**PROMPT**. Report every line in the entries below that contains the word "table", copying each line in full.

┌──

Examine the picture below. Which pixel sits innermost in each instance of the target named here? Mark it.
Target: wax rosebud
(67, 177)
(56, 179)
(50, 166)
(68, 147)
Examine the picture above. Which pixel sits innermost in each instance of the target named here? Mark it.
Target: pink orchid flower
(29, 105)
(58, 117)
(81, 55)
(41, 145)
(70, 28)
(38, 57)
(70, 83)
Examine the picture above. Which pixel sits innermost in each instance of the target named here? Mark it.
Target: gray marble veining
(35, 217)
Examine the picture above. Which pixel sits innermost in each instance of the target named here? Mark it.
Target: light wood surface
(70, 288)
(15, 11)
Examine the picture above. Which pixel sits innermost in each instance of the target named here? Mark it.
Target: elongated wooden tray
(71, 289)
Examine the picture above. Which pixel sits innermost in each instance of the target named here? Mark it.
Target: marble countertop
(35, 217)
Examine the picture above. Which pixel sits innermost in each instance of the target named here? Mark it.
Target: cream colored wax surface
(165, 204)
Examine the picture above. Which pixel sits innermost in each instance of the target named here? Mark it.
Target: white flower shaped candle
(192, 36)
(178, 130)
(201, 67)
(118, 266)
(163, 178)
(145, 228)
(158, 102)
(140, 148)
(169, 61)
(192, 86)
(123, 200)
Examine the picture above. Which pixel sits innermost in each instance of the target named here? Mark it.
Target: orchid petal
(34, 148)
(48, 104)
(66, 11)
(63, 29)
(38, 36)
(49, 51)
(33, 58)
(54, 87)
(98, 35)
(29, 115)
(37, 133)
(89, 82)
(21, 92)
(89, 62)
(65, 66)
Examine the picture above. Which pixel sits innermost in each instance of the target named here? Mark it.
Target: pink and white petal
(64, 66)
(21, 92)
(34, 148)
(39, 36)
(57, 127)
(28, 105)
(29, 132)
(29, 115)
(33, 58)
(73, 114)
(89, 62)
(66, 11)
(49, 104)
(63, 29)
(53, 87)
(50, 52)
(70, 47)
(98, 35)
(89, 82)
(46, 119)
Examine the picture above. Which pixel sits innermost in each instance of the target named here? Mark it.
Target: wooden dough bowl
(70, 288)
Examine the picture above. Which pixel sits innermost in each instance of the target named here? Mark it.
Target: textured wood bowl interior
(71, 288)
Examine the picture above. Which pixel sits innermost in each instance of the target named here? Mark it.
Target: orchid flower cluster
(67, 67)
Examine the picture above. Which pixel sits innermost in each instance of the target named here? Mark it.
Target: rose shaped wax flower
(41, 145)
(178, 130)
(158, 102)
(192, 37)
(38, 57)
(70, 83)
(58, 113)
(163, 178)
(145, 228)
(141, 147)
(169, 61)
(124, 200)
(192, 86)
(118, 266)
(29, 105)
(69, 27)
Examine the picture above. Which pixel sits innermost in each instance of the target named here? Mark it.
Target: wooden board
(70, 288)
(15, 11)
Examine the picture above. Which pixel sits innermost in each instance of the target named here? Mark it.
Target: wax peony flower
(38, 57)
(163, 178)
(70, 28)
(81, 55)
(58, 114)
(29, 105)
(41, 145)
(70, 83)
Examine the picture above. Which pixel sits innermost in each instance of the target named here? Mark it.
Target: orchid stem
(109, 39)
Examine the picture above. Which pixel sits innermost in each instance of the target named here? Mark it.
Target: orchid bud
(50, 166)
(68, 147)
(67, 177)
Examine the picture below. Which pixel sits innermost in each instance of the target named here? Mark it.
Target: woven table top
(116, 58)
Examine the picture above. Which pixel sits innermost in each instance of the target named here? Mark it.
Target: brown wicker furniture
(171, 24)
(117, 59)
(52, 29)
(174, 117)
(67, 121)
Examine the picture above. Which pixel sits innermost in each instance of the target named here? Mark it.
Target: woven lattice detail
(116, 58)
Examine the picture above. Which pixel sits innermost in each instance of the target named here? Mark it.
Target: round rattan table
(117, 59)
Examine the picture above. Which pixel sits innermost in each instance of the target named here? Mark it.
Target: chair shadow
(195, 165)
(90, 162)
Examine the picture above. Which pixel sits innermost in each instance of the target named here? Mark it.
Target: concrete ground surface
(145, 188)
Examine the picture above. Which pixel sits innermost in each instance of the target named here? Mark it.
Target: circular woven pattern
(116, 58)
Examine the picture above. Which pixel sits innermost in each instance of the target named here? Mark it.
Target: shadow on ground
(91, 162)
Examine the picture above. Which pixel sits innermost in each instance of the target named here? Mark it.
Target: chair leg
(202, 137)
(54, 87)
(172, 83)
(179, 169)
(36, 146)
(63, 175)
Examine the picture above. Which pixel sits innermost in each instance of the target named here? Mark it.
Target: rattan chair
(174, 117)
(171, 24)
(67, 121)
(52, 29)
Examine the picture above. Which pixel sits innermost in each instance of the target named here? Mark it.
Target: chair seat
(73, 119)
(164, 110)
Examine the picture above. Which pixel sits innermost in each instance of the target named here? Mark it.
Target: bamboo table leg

└──

**RESULT OF THE TASK**.
Target: woven table top
Target: round rattan table
Target: bamboo table leg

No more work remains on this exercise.